# START OF SUPPLIED MATERIAL
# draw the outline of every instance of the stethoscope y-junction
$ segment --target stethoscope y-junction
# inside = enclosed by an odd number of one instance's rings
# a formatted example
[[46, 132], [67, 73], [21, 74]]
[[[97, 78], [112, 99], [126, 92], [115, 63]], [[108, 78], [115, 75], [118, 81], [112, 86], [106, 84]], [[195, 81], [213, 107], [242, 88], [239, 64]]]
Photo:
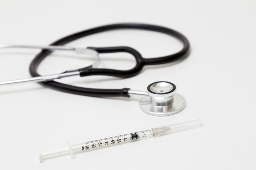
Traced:
[[[163, 57], [146, 58], [143, 57], [135, 49], [128, 46], [76, 48], [63, 46], [89, 35], [118, 29], [137, 29], [161, 32], [178, 39], [183, 43], [183, 47], [181, 50], [175, 54]], [[139, 74], [144, 66], [166, 64], [181, 60], [188, 54], [189, 44], [183, 35], [170, 29], [141, 24], [114, 24], [94, 28], [67, 36], [57, 40], [49, 46], [0, 44], [0, 48], [6, 48], [41, 49], [43, 50], [36, 56], [30, 64], [29, 71], [32, 77], [2, 82], [0, 82], [0, 85], [36, 81], [40, 82], [45, 86], [52, 88], [79, 95], [97, 97], [141, 97], [139, 103], [141, 109], [145, 113], [155, 116], [167, 116], [177, 113], [182, 110], [186, 105], [184, 98], [176, 93], [175, 85], [168, 82], [153, 83], [148, 86], [146, 91], [141, 91], [131, 90], [128, 88], [121, 89], [88, 88], [54, 81], [56, 79], [74, 75], [85, 77], [102, 75], [128, 78]], [[93, 64], [84, 68], [67, 71], [56, 75], [41, 76], [37, 72], [38, 66], [45, 57], [49, 56], [53, 51], [56, 50], [70, 51], [85, 55], [92, 56], [95, 57], [95, 62]], [[100, 63], [99, 53], [119, 52], [126, 52], [132, 55], [136, 61], [135, 66], [131, 69], [125, 71], [97, 68]]]

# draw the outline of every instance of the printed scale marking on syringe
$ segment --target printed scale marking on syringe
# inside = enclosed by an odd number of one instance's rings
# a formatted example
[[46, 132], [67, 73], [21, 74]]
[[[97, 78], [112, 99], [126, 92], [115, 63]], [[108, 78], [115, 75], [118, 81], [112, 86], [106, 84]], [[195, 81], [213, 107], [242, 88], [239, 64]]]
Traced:
[[69, 154], [71, 158], [74, 154], [83, 152], [97, 149], [104, 148], [110, 146], [128, 142], [143, 139], [160, 136], [162, 135], [171, 134], [189, 129], [201, 127], [202, 124], [200, 119], [186, 122], [180, 123], [171, 125], [164, 126], [139, 131], [130, 133], [114, 136], [112, 137], [103, 138], [100, 139], [90, 141], [79, 144], [71, 145], [67, 142], [68, 147], [48, 152], [40, 153], [38, 152], [39, 161]]
[[[138, 139], [140, 137], [143, 138], [147, 137], [147, 132], [150, 132], [150, 130], [139, 131], [133, 133], [127, 133], [118, 136], [101, 139], [89, 141], [85, 142], [85, 146], [81, 146], [82, 150], [89, 151], [90, 149], [96, 149], [97, 147], [100, 147], [103, 145], [107, 146], [109, 144], [121, 144], [128, 141], [128, 140], [132, 141], [134, 139]], [[140, 136], [139, 134], [142, 136]]]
# END OF SUPPLIED MATERIAL
## REQUIREMENTS
Express every non-blank line of the material above as a Markdown table with the columns "Entry" and "Text", numbering the rows in order. Leave the pictures out.

## FULL SOLUTION
| Entry | Text |
|---|---|
| 1 | # draw the outline of every instance of the stethoscope y-junction |
| 2 | $ segment --target stethoscope y-junction |
| 3 | # inside = enclosed by an odd number of one instance's rings |
| 4 | # a formatted example |
| 5 | [[46, 132], [67, 73], [21, 74]] |
| 6 | [[[97, 78], [112, 99], [126, 92], [115, 63]], [[108, 78], [115, 75], [118, 81], [112, 86], [106, 84]], [[195, 81], [213, 107], [242, 88], [239, 64]]] |
| 7 | Photo: |
| 8 | Traced: |
| 9 | [[[163, 57], [146, 58], [143, 57], [135, 49], [128, 46], [76, 48], [63, 46], [89, 35], [118, 29], [137, 29], [161, 32], [178, 39], [183, 43], [183, 47], [181, 50], [175, 54]], [[139, 74], [144, 66], [166, 64], [181, 60], [188, 54], [189, 44], [183, 35], [170, 29], [141, 24], [114, 24], [94, 28], [67, 36], [57, 40], [49, 46], [0, 44], [0, 48], [6, 48], [41, 49], [43, 50], [36, 56], [30, 64], [29, 71], [32, 77], [2, 82], [0, 82], [0, 85], [36, 81], [40, 82], [45, 86], [52, 88], [79, 95], [97, 97], [141, 97], [139, 103], [141, 109], [145, 113], [155, 116], [167, 116], [177, 113], [182, 110], [186, 105], [184, 98], [176, 93], [175, 85], [168, 82], [153, 83], [148, 86], [146, 91], [141, 91], [131, 90], [128, 88], [121, 89], [88, 88], [54, 81], [56, 79], [74, 75], [85, 77], [102, 75], [128, 78]], [[93, 64], [84, 68], [67, 71], [56, 75], [41, 76], [37, 72], [38, 66], [45, 57], [49, 56], [53, 51], [56, 50], [70, 51], [85, 55], [92, 56], [95, 57], [95, 62]], [[100, 63], [99, 53], [119, 52], [126, 52], [132, 55], [136, 61], [135, 66], [131, 69], [125, 71], [97, 68]]] |
| 10 | # draw the outline of every instance of the printed scale marking on syringe |
| 11 | $ segment --target printed scale marking on syringe |
| 12 | # inside = enclosed by an odd number of one instance's rings |
| 13 | # a formatted example |
| 14 | [[46, 132], [67, 73], [21, 74]] |
| 15 | [[[97, 78], [112, 99], [126, 92], [115, 63]], [[108, 78], [115, 75], [118, 81], [112, 86], [106, 84]], [[195, 81], [213, 107], [242, 88], [239, 64]]] |
| 16 | Traced: |
| 17 | [[69, 154], [71, 158], [74, 154], [83, 152], [97, 149], [104, 148], [110, 146], [128, 142], [143, 139], [160, 136], [162, 135], [171, 134], [189, 129], [201, 127], [202, 124], [200, 119], [186, 122], [180, 123], [171, 125], [164, 126], [139, 131], [130, 133], [114, 136], [112, 137], [103, 138], [100, 139], [90, 141], [79, 144], [71, 145], [67, 142], [68, 147], [48, 152], [40, 153], [38, 152], [39, 161]] |
| 18 | [[[138, 139], [140, 137], [143, 138], [147, 137], [147, 132], [150, 132], [150, 130], [139, 131], [133, 133], [127, 133], [118, 136], [101, 139], [89, 141], [85, 142], [85, 146], [81, 146], [82, 150], [89, 151], [90, 149], [96, 149], [97, 147], [100, 147], [103, 145], [107, 146], [109, 144], [121, 144], [128, 141], [128, 140], [132, 141], [134, 139]], [[140, 136], [139, 134], [142, 136]]] |